WORK TASK: Within this listing, how many lines carry the string "blue"? State the number only.

DATA EXTRACT:
★ ★ ★ ★ ★ ★ ★
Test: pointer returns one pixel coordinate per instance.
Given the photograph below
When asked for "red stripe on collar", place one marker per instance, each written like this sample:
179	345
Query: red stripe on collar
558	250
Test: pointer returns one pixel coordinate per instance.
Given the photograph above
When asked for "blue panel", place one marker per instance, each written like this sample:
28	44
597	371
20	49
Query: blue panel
★ ★ ★ ★ ★ ★ ★
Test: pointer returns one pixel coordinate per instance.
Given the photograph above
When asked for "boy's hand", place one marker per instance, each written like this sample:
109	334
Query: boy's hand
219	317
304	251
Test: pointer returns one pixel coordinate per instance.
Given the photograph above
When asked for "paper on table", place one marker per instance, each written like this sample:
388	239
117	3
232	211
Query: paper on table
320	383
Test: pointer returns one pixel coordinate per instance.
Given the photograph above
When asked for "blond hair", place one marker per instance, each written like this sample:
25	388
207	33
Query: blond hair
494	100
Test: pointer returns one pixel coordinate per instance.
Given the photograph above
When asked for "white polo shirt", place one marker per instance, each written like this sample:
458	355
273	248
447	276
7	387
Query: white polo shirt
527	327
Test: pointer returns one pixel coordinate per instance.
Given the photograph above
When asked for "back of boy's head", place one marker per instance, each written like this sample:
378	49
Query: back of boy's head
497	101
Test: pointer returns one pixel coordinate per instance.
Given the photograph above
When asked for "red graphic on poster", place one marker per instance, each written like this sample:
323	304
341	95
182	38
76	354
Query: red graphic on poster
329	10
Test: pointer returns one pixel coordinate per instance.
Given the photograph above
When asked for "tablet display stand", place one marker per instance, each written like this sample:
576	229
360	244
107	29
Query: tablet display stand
★ ★ ★ ★ ★ ★ ★
FINISHED TASK: 2